> _What is expected_: Print the stretch of the listing below from its first line through the line containing "point(168, 609)", with every line unchanged.

> _Material for this exercise_:
◆ ◆ ◆ ◆ ◆ ◆ ◆

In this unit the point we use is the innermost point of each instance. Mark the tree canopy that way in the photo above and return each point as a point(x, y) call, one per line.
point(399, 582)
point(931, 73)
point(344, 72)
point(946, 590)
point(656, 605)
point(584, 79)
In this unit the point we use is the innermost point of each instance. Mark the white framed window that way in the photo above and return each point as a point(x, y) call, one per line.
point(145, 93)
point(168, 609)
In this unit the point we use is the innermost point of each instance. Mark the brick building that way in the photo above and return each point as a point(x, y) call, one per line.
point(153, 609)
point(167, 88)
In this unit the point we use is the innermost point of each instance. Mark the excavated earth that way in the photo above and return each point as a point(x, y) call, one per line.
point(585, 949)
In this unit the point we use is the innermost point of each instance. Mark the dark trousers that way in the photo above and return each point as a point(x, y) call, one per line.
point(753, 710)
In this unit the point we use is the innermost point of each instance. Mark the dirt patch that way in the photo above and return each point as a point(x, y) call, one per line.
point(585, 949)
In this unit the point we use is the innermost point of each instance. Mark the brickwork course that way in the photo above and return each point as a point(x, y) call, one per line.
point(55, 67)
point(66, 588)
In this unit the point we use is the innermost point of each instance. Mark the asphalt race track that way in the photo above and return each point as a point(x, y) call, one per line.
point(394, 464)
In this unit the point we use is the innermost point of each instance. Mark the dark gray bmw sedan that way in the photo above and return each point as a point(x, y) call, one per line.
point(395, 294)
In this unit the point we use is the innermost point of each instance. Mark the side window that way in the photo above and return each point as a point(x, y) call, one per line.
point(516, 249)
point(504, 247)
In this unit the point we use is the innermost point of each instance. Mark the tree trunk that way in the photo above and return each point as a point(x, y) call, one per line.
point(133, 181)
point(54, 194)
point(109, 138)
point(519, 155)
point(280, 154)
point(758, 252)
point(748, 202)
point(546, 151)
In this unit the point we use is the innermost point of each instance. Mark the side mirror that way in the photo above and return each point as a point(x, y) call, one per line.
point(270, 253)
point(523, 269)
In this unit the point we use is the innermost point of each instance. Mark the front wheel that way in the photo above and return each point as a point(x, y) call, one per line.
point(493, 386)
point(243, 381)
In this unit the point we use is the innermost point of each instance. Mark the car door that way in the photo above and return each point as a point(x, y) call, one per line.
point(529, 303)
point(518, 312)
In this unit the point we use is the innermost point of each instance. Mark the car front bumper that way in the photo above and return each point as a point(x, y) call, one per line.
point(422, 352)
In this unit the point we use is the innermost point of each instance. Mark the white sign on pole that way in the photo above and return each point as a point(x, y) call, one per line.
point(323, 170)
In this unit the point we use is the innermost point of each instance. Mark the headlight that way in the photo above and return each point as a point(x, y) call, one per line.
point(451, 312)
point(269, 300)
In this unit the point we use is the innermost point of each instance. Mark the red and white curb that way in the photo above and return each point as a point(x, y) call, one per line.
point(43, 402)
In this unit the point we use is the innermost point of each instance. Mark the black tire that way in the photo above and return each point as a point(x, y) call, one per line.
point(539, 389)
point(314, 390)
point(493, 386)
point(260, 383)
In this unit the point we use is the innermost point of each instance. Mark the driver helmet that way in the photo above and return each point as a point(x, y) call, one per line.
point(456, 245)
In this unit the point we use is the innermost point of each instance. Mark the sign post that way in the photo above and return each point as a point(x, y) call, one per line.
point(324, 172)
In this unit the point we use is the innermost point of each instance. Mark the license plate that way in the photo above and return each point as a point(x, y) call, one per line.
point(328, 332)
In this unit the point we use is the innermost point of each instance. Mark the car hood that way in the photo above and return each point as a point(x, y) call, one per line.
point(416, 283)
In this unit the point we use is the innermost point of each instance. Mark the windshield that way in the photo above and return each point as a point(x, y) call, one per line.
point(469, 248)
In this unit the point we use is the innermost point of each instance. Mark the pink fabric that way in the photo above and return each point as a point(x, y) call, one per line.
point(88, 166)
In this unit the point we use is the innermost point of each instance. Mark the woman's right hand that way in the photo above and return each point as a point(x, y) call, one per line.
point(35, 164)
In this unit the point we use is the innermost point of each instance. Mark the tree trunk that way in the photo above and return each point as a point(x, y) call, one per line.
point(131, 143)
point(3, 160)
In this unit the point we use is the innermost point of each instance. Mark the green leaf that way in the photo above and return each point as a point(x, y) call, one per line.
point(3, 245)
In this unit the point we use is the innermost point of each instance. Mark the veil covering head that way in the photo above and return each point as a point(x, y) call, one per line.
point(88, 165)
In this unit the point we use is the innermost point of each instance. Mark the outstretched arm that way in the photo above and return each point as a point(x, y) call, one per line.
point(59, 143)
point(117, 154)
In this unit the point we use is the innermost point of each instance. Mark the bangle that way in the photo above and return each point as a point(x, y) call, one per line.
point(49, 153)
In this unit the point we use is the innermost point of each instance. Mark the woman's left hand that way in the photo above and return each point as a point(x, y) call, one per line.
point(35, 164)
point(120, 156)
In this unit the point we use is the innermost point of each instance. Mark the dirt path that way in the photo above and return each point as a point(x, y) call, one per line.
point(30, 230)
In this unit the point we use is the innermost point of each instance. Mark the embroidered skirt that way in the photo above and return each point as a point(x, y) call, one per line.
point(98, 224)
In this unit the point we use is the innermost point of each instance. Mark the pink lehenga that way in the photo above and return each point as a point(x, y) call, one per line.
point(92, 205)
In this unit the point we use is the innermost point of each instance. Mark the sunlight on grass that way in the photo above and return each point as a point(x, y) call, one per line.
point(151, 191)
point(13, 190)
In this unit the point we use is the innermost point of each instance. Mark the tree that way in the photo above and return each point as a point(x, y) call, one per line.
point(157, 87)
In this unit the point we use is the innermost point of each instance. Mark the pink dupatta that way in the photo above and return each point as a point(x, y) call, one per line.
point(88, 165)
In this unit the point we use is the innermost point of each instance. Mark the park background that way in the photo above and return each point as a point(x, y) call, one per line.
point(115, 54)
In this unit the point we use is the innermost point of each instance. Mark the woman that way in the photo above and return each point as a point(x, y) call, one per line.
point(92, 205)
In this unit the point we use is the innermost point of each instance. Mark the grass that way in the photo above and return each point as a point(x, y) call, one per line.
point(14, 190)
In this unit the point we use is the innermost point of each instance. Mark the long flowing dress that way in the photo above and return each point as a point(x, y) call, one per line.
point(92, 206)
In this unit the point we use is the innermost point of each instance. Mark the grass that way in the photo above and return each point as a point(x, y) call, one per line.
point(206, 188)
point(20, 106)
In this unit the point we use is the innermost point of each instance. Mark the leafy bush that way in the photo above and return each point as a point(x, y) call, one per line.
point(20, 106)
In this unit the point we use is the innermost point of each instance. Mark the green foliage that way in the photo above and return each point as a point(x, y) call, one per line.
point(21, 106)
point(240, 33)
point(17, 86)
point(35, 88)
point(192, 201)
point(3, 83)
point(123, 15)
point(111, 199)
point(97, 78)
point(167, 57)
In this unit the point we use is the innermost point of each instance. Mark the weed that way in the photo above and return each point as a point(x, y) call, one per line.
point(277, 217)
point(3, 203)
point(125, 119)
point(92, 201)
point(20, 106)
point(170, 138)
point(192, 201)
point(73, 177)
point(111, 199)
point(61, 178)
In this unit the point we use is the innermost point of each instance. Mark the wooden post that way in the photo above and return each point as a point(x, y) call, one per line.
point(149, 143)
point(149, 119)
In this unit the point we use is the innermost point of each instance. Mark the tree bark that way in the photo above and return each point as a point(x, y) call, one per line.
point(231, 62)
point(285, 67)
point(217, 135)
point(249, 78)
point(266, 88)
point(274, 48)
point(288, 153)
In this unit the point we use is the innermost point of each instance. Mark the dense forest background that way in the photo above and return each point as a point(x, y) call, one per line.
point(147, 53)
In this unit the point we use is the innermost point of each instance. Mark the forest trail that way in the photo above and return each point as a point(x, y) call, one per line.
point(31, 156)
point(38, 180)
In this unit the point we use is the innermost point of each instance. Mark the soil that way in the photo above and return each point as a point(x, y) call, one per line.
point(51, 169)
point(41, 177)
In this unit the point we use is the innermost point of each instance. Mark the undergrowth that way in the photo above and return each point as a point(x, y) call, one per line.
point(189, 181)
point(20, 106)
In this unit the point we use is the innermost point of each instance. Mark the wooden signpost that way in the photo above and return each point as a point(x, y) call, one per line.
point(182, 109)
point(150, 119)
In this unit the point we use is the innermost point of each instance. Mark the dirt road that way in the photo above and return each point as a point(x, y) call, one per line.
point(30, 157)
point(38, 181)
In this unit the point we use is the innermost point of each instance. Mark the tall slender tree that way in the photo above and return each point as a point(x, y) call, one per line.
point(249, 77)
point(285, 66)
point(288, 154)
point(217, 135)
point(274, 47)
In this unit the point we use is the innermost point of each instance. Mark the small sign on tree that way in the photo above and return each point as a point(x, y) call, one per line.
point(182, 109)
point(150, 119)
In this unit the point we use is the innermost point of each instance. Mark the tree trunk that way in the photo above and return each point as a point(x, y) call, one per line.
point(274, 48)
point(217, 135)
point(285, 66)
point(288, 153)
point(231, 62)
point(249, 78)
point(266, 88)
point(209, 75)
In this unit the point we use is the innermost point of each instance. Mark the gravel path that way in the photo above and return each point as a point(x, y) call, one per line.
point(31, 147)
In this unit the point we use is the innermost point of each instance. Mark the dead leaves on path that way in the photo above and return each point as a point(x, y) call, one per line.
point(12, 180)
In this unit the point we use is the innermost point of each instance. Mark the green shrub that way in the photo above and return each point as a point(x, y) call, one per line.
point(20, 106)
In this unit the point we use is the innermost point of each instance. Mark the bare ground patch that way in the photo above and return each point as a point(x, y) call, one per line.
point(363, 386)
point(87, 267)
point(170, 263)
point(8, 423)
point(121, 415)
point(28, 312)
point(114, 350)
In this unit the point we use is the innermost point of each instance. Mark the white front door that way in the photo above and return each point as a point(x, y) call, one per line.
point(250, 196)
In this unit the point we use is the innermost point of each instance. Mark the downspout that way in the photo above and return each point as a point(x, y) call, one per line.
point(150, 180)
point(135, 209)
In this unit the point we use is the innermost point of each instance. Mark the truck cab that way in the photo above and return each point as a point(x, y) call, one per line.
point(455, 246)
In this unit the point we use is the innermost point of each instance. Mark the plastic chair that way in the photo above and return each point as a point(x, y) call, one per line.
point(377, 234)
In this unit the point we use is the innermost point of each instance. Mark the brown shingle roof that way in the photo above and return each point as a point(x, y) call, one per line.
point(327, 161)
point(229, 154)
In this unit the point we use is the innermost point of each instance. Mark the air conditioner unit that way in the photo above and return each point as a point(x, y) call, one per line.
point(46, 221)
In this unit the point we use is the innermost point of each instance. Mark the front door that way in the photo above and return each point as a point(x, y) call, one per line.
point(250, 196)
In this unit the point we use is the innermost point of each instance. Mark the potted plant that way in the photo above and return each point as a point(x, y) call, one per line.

◆ ◆ ◆ ◆ ◆ ◆ ◆

> _Correct output_:
In this unit the point we use is the innermost point of each instance. Mark the tree canopy that way in the photo above and return each point as a point(x, y) call, one per line.
point(399, 582)
point(931, 73)
point(344, 72)
point(946, 590)
point(656, 605)
point(584, 79)
In this unit the point we use is the innermost point of each instance. Mark the white framed window that way in the photo above and return each point as a point(x, y) call, one per line.
point(145, 93)
point(168, 609)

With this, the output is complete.